Document excerpt:
This is the quickest and most effective way to decrease the load on your supervisor. If you only change one thing on your farm from the defaults, make this change.
Default behavior
Writing logs
The default is to store the logs on the supervisor's local disk. Job log information is handled with remote log transmission that follows the following process:
- The job logs are first stored locally on the Worker
- Then transmitted from the Worker to the Supervisor
- Then finally written locally on the Supervisor's filesystem.
Reading logs
When logs are stored on the supervisor, remote log transmission handling follows this protocol:
- The client asks the supervisor for the logs for a particular job
- A supervisor process:
- reads the log data for that job into memory
- converts it to a serialized object
- sends that object across a network socket to the client
However, the most efficient way is for both the Supervisor and the Worker to share the job log files directly on a common file server mounted by both the Supervisor host and the Worker hosts. In either case, the Supervisor will need to have access to the entire job log directory structure.
Similarly the Client should read the job log files direct from disk as well instead of having the Supervisor transmit the files to it.
On the Supervisor, job logs will be located in <supervisor_logpath>
/job. On the Worker, job logs will be located in the <worker_logpath>
/job. Both these directories should point to the same location on a shared filesytem.
Steps to Set the Job Log Directory
For the supervisor:
Set the Supervisor job log directory to control where the supervisor writes the job logs by modifying the supervisor_logpath entry in the supervisor's qb.conf:
supervisor_logpath = <shared directory>
then restart the supervisor service for the change to take effect.
For the workers:
Set the Worker job log directory to control where the supervisor writes the job logs by modiying both the worker_logpath and worker_logmode entries in either the qbwrk.conf (recommended) or each worker's qb.conf:
worker_logmode = mounted
worker_logpath = <shared directory>
If you make the changes in the qbwrk.conf on the supervisor, push the changes out with "qbadmin w --reconfigure"

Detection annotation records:
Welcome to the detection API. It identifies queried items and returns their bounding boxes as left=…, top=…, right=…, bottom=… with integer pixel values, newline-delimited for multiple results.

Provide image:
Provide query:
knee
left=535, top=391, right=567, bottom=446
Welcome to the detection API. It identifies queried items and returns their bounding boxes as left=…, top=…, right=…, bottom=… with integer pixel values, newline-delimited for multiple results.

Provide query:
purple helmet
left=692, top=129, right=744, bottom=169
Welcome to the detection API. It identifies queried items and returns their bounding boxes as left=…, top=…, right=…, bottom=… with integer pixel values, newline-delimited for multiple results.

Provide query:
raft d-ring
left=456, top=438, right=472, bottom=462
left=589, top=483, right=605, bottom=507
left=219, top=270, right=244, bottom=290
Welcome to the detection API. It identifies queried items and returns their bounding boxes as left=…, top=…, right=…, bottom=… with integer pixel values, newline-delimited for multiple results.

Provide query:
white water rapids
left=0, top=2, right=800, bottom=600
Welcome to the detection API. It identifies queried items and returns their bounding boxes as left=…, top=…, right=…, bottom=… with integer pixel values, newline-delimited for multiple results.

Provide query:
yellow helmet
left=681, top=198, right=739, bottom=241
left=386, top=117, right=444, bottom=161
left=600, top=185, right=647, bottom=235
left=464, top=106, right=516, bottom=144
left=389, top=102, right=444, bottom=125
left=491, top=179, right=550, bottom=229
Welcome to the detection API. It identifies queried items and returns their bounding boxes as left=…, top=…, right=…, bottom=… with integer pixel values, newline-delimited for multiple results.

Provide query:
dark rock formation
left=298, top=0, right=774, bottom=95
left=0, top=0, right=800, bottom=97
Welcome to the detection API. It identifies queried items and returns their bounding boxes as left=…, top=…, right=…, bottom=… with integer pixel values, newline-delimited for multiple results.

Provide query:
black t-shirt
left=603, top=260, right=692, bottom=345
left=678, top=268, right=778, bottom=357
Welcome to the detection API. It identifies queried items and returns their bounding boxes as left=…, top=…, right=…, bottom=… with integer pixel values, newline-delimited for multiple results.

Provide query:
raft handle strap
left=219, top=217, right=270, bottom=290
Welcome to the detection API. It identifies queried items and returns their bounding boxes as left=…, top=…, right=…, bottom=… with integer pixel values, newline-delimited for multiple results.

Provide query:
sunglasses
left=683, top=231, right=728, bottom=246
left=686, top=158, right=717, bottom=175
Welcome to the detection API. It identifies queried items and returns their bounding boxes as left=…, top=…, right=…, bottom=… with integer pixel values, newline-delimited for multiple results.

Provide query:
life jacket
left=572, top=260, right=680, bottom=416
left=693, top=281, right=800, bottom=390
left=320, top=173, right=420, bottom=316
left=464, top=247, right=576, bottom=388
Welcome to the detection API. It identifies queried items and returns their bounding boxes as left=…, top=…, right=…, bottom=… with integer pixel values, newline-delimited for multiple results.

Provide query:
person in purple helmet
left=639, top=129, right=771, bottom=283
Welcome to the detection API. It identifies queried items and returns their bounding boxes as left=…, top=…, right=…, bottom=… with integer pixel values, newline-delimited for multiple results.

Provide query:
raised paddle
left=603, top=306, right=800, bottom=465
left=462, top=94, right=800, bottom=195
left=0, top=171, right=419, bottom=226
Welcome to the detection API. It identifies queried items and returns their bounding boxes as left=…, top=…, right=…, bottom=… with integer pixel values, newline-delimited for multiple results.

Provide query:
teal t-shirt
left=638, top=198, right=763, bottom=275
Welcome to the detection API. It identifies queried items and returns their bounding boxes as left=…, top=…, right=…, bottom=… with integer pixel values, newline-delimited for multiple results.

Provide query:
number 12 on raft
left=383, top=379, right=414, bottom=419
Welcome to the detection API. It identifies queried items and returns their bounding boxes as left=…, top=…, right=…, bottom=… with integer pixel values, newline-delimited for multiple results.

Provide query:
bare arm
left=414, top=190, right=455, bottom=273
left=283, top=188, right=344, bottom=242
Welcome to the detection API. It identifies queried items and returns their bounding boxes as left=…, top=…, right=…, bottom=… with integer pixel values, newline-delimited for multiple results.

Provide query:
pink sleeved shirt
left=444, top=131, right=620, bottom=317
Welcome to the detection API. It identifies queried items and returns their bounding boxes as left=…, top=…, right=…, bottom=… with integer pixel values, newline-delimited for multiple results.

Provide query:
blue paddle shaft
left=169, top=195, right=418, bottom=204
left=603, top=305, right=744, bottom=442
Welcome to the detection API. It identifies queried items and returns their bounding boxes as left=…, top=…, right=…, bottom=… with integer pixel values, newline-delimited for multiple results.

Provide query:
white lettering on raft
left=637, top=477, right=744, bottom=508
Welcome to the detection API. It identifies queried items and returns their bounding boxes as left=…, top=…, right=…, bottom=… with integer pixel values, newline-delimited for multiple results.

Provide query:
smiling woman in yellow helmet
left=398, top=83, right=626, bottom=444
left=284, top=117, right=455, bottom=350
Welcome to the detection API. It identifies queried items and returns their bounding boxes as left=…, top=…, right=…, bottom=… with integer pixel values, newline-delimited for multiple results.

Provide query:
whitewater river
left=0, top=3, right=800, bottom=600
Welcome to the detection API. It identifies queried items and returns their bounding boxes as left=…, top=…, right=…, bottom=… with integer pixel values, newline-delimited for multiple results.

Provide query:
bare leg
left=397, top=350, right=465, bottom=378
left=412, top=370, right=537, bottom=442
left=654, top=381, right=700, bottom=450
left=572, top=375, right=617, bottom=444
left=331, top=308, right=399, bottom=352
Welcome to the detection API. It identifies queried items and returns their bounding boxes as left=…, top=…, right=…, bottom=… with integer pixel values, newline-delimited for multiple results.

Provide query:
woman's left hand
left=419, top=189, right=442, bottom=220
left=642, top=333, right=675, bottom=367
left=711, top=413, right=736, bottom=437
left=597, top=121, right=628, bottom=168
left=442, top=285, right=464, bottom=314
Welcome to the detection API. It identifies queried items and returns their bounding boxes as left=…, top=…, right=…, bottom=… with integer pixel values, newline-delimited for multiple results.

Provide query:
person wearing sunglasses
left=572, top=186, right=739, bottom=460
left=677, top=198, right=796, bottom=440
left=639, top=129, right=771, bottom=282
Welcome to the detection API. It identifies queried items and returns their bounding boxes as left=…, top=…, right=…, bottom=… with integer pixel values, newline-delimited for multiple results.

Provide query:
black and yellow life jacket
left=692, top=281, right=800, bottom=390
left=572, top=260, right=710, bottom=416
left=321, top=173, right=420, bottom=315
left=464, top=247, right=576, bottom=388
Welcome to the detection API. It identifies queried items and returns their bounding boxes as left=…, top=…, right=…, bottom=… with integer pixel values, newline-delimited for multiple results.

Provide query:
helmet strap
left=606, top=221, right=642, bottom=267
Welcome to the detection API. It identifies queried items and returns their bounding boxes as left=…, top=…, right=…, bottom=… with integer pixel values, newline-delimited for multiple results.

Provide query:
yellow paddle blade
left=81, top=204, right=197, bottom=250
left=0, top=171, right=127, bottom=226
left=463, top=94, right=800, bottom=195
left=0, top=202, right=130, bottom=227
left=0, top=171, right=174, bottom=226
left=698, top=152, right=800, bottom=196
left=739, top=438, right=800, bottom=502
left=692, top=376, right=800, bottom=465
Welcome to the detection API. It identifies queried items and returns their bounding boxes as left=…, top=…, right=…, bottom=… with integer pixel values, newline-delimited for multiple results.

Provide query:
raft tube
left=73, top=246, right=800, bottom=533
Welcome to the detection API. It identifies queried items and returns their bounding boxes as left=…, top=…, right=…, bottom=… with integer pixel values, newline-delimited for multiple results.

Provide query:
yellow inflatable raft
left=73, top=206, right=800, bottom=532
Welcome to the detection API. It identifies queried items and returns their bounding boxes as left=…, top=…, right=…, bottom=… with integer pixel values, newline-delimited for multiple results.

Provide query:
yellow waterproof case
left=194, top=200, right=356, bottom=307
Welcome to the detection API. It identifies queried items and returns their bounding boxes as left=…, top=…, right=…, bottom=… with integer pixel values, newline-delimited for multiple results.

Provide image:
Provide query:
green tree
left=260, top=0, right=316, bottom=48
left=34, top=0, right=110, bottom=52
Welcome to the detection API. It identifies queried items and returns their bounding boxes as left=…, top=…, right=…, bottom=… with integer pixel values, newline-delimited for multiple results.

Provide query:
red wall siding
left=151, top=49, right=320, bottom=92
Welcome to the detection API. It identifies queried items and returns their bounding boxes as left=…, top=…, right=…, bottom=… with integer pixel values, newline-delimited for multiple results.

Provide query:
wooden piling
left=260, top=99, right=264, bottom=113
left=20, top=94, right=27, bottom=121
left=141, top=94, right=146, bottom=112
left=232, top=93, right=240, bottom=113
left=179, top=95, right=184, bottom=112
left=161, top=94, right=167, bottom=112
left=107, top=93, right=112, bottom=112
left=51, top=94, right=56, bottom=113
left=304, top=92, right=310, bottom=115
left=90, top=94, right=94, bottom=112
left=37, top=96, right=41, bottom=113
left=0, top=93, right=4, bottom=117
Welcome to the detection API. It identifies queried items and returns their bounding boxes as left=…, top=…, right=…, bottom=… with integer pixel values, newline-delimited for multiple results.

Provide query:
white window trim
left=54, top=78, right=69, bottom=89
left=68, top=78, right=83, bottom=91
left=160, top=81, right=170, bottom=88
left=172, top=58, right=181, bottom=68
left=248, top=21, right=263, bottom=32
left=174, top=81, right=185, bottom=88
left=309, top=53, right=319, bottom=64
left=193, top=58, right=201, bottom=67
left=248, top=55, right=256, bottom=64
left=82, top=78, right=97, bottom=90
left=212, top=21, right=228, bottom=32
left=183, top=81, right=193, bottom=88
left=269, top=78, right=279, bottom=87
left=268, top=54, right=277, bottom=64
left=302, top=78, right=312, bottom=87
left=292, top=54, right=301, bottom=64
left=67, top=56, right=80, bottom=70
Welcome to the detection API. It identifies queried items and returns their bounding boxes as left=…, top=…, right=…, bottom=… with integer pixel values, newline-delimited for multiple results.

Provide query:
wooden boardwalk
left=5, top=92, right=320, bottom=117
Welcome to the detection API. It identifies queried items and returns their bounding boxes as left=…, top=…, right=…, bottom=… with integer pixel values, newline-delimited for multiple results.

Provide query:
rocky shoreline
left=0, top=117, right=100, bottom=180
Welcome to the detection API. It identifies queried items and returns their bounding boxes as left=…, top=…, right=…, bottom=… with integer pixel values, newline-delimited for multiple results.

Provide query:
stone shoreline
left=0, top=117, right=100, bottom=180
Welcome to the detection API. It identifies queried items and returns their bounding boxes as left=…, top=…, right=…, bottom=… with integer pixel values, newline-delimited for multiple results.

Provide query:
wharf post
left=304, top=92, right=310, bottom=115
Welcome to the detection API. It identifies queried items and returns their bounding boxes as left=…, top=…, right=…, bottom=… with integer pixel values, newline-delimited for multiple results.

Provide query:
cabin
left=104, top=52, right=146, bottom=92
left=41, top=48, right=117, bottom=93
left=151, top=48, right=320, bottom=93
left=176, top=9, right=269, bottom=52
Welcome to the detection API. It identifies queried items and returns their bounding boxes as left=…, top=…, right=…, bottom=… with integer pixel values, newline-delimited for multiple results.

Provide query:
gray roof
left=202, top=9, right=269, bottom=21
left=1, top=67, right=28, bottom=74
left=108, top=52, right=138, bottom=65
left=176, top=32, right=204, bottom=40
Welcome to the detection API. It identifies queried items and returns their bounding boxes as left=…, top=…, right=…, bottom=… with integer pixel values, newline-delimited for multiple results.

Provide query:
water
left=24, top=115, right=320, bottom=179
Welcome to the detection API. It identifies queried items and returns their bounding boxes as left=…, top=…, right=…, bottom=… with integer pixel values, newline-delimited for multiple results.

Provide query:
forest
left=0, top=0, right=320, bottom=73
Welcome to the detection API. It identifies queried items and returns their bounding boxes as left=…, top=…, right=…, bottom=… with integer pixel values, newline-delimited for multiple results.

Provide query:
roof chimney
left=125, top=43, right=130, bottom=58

Requirements:
In two sentences, summarize the page on job log storage. The records are separate material and have no connection to the text.

Solution for this exercise:
By default, job logs are stored locally on each Worker, sent to the Supervisor, and written to the Supervisor's disk, and when a client asks for a job's logs the Supervisor reads them into memory and sends them over the network. Having the Supervisor and Workers share the job log files on a common file server, with the Client reading them straight from disk, is more efficient and is the quickest and most effective way to lower the load on the Supervisor.